Request 1. Copy the passage of the market valuation commentary from "At Fasanara, we" to "left the orbit." word for word.

Document passage.

· · · · ·

Fasanara Capital: “Nobody Cares About Market Valuations These Days”

Submitted by Francesco Filia of Fasanara Capital

How Expensive Is The Equity Market In The US

The biggest equity bubble out there is in the US: the Nasdaq and the S&P. This is no news, few disagree in market chatters. Nobody is positioned for it, though. Looking at valuation metrics, there is not the shadow of a doubt: Shiller P/E, Hussman P/E, P/Sales, P/Book, EV/EBITDA, Cash Flow Yield, Forward P/E.

At Fasanara, we add to the list the ‘Peak PEG Ratio’ (read here a full working definition), a measure of how expensive a stock is relative to its ability to generate earnings. In single stocks, the PEG ratio is commonly used, as is rationale for investors to have the will to pay higher multiples for stocks capable of generating high growth. Yet, for indexes, this is rarely done. If and when you do, this is the incontrovertible result:

We consider cyclically-adjusted earnings, like Prof Shiller institutionalized (and won a Nobel doing). To counter one of its most frequent critics, to have included non-normal conditions during the Lehman crisis, we just consider the two top quarters in earnings in the last 40. In spite of that, the resulting pic is still a NASA Space Shuttle that left the orbit.

The cartel of ZIRP, 5trn US QE, 5trn US Buybacks, and now late-cycle 1.4trn tax cuts sugar-rush did not go unnoticed in markets. The S&P qualifies as the most expensive in history and pre-history. When compared to potential economic growth, multiples on the S&P500 exceed even those seen during the Tech Bubble in 2000. When measured against potential growth, even against its peak earnings in 10 years, the S&P has never before been this expensive before. It is approx. 60% above its historical average fair value.

· · · · ·

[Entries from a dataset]
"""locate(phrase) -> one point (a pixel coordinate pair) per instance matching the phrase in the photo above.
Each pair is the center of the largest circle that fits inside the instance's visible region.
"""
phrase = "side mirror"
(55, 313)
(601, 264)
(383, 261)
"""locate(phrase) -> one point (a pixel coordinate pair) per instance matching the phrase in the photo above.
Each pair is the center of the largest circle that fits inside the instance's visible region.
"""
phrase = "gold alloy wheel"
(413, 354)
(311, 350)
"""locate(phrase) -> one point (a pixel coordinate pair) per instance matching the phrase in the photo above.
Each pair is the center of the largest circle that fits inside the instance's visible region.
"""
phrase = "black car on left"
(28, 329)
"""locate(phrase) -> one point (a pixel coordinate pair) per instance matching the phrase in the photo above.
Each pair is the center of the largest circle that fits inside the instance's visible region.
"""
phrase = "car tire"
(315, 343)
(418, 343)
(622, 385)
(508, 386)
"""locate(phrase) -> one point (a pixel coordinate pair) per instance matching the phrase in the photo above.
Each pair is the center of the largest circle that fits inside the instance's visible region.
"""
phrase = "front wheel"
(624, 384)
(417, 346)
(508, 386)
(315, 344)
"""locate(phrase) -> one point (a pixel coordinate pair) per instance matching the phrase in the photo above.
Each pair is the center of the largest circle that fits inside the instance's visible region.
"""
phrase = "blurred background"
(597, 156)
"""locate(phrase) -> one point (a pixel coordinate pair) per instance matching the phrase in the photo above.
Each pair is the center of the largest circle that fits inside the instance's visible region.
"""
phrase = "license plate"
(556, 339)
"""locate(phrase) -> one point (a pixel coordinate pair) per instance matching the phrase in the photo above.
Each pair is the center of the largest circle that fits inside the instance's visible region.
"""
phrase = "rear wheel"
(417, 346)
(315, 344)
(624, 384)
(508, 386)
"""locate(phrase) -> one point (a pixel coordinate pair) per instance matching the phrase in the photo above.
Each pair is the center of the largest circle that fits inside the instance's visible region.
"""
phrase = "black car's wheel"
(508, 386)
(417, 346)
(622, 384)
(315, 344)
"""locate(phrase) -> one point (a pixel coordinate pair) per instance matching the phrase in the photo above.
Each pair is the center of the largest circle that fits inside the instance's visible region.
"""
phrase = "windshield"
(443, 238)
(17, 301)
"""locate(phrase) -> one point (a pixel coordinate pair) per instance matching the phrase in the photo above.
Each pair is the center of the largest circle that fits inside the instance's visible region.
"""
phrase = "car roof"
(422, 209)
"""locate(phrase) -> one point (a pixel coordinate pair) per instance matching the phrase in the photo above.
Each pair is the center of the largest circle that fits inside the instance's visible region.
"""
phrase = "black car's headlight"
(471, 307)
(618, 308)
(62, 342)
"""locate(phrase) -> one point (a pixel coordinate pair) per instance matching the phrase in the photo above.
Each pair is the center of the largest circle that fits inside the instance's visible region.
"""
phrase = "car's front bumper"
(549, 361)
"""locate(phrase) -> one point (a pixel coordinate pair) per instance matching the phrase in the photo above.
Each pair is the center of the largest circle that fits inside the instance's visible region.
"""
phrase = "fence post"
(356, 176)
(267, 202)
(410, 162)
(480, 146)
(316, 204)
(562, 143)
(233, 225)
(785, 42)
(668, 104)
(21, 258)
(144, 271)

· · · · ·

Request 2. Identify each line in the records that contains the word "black", and copy those lines.

Task output 1.
At Fasanara, we add to the list the ‘Peak PEG Ratio’ (read here a full working definition), a measure of how expensive a stock is relative to its ability to generate earnings. In single stocks, the PEG ratio is commonly used, as is rationale for investors to have the will to pay higher multiples for stocks capable of generating high growth. Yet, for indexes, this is rarely done. If and when you do, this is the incontrovertible result:

We consider cyclically-adjusted earnings, like Prof Shiller institutionalized (and won a Nobel doing). To counter one of its most frequent critics, to have included non-normal conditions during the Lehman crisis, we just consider the two top quarters in earnings in the last 40. In spite of that, the resulting pic is still a NASA Space Shuttle that left the orbit.

Task output 2.
phrase = "black car on left"
phrase = "black car's wheel"
phrase = "black car's headlight"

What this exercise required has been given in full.